→ Collection entries:
□ □ □ □ □

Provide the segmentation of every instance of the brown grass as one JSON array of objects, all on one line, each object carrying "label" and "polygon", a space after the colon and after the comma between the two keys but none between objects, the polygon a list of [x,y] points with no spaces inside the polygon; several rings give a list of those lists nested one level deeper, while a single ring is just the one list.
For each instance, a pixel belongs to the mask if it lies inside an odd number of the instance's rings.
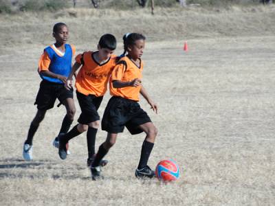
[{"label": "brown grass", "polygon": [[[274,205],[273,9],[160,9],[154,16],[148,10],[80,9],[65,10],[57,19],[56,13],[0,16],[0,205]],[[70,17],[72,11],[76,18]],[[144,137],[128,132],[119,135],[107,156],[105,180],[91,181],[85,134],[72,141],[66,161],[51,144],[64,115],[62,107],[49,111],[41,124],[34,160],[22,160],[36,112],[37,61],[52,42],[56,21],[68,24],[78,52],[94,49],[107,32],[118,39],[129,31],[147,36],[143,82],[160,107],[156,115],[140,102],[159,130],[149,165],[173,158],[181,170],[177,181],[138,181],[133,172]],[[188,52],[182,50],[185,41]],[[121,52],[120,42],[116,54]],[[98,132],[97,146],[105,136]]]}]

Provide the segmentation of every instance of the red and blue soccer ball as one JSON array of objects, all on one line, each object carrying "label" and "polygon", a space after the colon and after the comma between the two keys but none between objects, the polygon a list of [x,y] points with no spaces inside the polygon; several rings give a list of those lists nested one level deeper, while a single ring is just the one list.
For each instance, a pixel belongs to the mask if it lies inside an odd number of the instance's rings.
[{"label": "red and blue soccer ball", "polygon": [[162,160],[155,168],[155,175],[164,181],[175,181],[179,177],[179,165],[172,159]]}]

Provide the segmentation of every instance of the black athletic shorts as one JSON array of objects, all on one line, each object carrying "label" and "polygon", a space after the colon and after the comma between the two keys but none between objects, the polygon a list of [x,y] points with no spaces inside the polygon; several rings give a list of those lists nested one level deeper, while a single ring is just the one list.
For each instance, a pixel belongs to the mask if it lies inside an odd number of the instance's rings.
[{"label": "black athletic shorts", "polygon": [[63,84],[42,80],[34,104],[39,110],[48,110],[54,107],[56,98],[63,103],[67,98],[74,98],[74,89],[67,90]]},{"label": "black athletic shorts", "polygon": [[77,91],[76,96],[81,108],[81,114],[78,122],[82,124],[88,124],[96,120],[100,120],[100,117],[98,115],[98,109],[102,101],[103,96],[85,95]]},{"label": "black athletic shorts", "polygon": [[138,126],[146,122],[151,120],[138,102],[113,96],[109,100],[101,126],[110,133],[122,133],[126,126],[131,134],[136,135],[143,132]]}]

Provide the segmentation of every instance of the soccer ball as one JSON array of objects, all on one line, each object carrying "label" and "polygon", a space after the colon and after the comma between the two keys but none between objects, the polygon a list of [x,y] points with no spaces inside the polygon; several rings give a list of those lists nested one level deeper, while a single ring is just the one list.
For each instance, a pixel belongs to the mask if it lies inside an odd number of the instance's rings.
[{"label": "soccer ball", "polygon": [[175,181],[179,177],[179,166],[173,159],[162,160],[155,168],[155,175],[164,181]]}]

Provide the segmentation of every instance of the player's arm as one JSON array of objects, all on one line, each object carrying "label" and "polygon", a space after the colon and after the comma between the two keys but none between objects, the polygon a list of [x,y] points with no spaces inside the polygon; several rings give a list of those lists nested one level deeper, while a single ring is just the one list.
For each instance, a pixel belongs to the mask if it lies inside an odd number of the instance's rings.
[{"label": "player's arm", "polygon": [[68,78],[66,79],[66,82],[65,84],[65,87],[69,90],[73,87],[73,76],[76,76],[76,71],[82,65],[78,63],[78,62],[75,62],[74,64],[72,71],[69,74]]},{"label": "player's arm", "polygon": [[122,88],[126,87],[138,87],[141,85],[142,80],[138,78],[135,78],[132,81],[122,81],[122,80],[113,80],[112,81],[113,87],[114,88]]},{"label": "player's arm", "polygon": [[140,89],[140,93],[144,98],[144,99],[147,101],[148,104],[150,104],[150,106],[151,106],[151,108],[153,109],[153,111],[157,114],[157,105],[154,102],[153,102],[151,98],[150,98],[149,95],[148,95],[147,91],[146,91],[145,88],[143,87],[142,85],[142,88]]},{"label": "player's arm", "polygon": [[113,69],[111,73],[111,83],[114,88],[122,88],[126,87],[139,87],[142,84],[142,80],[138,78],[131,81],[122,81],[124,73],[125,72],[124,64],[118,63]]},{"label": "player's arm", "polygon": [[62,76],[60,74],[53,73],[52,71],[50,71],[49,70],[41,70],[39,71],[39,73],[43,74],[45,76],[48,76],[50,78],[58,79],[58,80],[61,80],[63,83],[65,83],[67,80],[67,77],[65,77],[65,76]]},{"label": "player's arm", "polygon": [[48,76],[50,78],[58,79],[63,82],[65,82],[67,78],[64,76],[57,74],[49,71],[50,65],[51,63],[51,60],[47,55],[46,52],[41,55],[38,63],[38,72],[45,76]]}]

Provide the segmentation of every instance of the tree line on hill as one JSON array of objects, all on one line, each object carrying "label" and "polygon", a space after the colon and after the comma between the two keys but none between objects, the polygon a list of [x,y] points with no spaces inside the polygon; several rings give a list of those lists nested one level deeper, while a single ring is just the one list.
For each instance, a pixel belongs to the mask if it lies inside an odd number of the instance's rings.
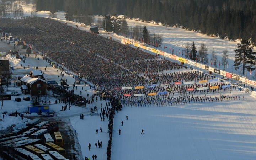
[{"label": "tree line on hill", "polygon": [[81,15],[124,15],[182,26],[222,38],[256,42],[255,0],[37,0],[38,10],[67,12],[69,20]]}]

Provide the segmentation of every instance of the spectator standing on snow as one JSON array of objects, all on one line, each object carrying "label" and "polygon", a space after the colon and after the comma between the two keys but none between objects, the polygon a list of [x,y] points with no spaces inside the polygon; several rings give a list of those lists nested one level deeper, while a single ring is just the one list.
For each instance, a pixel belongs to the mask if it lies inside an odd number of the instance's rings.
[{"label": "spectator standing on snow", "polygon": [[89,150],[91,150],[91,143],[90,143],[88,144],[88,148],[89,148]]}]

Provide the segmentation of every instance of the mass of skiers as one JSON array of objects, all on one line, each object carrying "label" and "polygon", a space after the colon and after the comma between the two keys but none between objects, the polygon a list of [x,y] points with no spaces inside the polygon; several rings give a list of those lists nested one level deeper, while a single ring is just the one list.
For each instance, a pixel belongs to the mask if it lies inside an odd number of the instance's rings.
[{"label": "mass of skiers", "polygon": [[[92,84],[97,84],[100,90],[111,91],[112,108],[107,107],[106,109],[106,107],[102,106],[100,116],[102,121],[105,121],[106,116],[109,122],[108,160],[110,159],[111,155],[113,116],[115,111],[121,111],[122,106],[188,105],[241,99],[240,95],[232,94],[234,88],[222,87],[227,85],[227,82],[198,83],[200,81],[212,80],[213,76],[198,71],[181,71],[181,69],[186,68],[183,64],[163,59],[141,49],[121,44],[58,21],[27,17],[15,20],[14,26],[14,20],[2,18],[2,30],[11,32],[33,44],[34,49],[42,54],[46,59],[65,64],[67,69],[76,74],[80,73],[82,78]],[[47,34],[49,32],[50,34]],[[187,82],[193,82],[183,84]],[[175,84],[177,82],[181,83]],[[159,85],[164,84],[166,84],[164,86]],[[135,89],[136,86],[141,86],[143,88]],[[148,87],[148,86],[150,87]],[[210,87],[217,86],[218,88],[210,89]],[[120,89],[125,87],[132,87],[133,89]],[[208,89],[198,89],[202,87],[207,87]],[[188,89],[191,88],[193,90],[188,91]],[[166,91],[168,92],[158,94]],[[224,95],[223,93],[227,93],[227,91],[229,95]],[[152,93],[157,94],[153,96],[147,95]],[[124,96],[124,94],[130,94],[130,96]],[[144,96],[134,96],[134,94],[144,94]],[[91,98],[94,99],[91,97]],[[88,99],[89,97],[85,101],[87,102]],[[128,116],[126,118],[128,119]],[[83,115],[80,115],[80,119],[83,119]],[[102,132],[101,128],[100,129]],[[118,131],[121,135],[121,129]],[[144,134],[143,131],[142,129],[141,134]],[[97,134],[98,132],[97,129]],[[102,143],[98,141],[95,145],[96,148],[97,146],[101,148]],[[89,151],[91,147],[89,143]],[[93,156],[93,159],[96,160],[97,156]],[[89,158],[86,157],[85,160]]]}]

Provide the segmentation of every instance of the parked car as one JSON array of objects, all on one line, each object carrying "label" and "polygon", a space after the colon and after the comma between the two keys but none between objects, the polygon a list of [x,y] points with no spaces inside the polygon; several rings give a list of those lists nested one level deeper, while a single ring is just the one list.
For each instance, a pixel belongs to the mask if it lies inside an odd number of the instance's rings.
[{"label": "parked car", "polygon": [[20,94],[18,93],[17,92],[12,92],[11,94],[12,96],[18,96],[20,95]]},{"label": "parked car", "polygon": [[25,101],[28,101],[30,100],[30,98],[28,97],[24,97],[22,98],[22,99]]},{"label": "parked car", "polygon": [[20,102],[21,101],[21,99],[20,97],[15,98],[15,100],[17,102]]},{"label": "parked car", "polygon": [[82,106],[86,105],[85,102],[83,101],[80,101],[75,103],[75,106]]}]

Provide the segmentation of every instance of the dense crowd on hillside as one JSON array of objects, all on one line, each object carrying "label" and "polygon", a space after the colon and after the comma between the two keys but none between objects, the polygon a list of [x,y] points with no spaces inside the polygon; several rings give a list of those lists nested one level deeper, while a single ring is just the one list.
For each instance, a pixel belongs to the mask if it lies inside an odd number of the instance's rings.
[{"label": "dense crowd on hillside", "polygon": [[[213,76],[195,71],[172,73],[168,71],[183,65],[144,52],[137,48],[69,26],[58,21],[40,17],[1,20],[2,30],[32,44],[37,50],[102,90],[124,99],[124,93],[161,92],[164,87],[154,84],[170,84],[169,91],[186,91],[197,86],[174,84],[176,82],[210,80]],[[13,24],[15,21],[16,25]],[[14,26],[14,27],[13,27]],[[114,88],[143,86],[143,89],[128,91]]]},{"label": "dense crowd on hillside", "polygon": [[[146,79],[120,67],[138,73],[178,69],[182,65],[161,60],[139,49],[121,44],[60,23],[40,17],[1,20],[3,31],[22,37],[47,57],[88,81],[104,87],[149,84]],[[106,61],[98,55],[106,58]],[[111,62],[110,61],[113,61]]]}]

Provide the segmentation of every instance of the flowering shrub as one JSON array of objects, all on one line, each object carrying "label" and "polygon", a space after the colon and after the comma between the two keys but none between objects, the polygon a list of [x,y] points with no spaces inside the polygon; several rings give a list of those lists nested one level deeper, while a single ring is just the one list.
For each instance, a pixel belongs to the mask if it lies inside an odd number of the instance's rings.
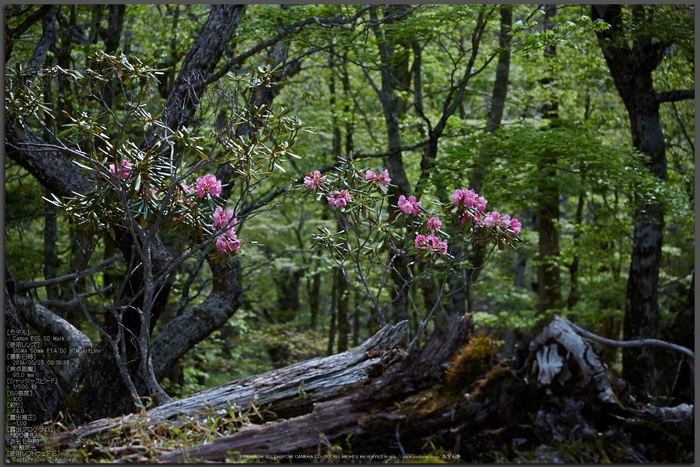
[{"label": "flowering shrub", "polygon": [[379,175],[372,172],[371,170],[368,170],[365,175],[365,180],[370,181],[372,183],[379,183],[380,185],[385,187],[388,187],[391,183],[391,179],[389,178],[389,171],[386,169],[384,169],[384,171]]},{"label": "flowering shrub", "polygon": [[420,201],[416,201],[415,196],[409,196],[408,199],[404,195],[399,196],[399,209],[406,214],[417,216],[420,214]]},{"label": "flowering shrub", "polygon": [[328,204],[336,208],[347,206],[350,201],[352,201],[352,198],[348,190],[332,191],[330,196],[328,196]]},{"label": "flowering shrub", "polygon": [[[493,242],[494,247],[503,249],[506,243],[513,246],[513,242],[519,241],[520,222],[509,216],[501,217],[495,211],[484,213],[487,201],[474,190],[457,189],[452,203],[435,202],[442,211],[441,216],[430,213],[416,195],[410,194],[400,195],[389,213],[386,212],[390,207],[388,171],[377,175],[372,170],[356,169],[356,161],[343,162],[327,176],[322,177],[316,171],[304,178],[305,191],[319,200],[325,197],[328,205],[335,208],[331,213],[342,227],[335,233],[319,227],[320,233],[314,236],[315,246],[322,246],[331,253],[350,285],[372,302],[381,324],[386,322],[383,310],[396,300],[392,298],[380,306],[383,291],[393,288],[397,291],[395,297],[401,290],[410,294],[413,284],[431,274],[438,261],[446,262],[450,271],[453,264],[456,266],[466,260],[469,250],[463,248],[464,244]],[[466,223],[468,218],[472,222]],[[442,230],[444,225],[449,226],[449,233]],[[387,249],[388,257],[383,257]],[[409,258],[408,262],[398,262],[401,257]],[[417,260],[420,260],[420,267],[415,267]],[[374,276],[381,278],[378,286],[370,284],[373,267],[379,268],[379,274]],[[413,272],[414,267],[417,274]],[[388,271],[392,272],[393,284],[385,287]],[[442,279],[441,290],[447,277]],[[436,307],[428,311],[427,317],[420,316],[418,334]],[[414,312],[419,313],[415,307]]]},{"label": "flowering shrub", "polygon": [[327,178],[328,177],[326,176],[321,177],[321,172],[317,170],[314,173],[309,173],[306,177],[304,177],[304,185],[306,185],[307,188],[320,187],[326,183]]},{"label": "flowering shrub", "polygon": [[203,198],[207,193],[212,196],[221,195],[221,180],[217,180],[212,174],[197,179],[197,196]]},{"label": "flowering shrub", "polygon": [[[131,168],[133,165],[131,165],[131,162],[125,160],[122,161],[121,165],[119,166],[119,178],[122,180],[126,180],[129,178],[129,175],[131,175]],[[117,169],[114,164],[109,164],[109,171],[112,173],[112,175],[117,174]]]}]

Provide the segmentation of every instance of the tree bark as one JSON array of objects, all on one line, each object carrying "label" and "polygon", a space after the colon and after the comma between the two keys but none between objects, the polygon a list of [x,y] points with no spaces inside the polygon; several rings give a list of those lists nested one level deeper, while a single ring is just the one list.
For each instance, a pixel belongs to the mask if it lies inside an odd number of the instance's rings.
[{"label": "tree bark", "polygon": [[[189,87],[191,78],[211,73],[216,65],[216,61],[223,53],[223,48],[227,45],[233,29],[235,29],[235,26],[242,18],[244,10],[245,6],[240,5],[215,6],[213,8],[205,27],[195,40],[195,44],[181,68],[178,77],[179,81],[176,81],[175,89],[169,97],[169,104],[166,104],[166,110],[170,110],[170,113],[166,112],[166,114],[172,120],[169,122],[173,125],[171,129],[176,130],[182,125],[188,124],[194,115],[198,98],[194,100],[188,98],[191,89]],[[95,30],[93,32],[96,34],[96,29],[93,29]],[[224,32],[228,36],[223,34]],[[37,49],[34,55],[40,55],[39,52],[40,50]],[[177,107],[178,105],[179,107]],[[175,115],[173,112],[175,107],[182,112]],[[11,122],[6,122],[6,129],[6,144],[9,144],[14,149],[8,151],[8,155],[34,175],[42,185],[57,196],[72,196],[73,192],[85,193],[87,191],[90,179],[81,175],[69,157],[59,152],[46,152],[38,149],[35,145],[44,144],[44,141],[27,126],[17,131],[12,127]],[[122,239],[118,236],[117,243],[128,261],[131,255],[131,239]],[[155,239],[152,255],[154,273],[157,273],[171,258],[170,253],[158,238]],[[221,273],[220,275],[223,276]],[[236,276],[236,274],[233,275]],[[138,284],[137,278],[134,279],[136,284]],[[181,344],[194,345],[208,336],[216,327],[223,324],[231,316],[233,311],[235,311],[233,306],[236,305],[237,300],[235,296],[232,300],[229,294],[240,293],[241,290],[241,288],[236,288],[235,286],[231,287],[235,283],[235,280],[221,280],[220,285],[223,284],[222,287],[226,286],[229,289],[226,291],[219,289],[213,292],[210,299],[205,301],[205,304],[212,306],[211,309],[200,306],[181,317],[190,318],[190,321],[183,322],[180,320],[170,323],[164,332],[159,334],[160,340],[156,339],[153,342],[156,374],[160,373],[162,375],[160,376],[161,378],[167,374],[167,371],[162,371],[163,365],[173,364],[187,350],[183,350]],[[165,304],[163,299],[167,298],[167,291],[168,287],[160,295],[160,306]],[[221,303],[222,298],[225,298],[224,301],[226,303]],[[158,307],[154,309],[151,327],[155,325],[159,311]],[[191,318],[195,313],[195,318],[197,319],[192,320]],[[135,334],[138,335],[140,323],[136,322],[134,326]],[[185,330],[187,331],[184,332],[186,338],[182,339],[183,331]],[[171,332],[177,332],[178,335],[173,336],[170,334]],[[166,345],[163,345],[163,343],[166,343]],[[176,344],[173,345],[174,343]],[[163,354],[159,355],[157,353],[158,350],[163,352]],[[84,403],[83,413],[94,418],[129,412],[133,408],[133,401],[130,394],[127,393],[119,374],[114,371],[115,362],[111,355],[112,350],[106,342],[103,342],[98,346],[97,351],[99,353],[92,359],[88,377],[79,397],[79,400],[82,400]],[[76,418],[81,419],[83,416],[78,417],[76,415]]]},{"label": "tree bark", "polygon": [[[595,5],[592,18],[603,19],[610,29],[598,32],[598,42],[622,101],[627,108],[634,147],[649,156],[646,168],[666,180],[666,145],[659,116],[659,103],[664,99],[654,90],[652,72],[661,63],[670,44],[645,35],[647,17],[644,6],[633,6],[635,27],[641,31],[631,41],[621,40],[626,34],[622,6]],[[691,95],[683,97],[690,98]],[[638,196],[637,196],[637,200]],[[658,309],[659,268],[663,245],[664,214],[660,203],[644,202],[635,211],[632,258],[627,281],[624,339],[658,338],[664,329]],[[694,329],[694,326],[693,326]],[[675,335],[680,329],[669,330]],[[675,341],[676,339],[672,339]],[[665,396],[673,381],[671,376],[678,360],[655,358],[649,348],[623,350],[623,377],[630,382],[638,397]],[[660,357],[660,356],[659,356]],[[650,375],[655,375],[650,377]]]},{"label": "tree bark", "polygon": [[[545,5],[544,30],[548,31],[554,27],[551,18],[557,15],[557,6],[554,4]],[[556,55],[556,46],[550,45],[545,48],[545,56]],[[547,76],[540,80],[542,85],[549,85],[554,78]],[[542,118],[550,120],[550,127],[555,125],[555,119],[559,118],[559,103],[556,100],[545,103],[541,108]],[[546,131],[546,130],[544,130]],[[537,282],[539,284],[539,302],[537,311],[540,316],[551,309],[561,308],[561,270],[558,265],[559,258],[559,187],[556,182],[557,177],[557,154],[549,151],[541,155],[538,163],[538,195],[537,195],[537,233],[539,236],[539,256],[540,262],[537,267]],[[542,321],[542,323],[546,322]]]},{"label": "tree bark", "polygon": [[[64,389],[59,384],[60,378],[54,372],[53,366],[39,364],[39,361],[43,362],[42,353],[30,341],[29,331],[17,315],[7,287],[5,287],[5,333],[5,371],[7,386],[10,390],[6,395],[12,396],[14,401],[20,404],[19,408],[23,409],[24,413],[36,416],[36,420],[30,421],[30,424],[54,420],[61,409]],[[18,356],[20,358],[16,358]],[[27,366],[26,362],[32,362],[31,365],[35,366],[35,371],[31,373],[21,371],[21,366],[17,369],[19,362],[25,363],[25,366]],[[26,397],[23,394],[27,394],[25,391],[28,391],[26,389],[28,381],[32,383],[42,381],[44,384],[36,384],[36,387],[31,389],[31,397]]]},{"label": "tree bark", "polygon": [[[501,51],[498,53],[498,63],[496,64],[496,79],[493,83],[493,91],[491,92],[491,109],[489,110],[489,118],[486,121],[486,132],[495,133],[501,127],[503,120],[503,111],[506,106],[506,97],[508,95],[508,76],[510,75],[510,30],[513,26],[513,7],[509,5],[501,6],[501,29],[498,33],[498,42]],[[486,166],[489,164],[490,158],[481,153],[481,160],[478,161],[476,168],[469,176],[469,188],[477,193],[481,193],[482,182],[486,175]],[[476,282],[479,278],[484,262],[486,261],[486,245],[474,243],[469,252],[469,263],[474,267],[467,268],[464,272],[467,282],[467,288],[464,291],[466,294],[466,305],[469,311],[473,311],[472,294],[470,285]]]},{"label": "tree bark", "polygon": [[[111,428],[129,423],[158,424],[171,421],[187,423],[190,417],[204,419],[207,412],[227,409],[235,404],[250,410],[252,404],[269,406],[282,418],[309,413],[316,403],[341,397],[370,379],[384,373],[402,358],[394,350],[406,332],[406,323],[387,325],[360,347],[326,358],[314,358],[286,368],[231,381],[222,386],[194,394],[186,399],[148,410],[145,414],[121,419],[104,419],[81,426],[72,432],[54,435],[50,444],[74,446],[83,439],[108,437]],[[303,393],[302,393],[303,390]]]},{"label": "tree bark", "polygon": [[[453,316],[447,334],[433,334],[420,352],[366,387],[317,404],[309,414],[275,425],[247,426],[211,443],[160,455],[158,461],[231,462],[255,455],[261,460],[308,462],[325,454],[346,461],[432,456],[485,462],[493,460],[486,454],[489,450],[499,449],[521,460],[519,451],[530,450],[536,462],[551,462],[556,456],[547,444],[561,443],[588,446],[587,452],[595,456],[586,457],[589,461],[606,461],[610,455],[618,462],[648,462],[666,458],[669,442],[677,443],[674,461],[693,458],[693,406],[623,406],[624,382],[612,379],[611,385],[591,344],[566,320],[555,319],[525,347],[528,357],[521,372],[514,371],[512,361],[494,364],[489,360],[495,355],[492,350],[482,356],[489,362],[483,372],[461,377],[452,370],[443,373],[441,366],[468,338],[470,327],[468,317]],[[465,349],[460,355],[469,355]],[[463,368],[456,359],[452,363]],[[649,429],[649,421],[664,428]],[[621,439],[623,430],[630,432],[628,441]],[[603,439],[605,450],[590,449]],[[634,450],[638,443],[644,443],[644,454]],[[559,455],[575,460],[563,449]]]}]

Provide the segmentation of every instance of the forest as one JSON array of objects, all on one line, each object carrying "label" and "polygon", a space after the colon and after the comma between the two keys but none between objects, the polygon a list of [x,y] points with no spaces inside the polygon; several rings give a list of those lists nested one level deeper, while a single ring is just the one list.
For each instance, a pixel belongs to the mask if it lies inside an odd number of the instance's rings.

□ □ □ □ □

→ Directions for this task:
Pick out every line of the records that contains the word "athletic" and copy each one.

→ Task result:
Provide the segmentation of every instance of the black athletic shorts as one JSON array of objects, all on one line, each object carrying "label" and "polygon", a space after the colon and after the comma between the two keys but none between objects, the polygon a list of [x,y] points with no spaces inside the polygon; several rings give a list of those lists nested one level deeper, while a single ring is just the one list.
[{"label": "black athletic shorts", "polygon": [[63,84],[42,80],[34,104],[39,110],[48,110],[54,107],[56,98],[63,103],[67,98],[74,98],[74,89],[67,90]]},{"label": "black athletic shorts", "polygon": [[77,91],[76,96],[81,108],[81,114],[78,122],[82,124],[88,124],[96,120],[100,120],[100,117],[98,115],[98,109],[102,101],[103,96],[85,95]]},{"label": "black athletic shorts", "polygon": [[138,126],[146,122],[151,120],[138,102],[113,96],[109,100],[101,126],[110,133],[122,133],[126,126],[131,134],[136,135],[143,132]]}]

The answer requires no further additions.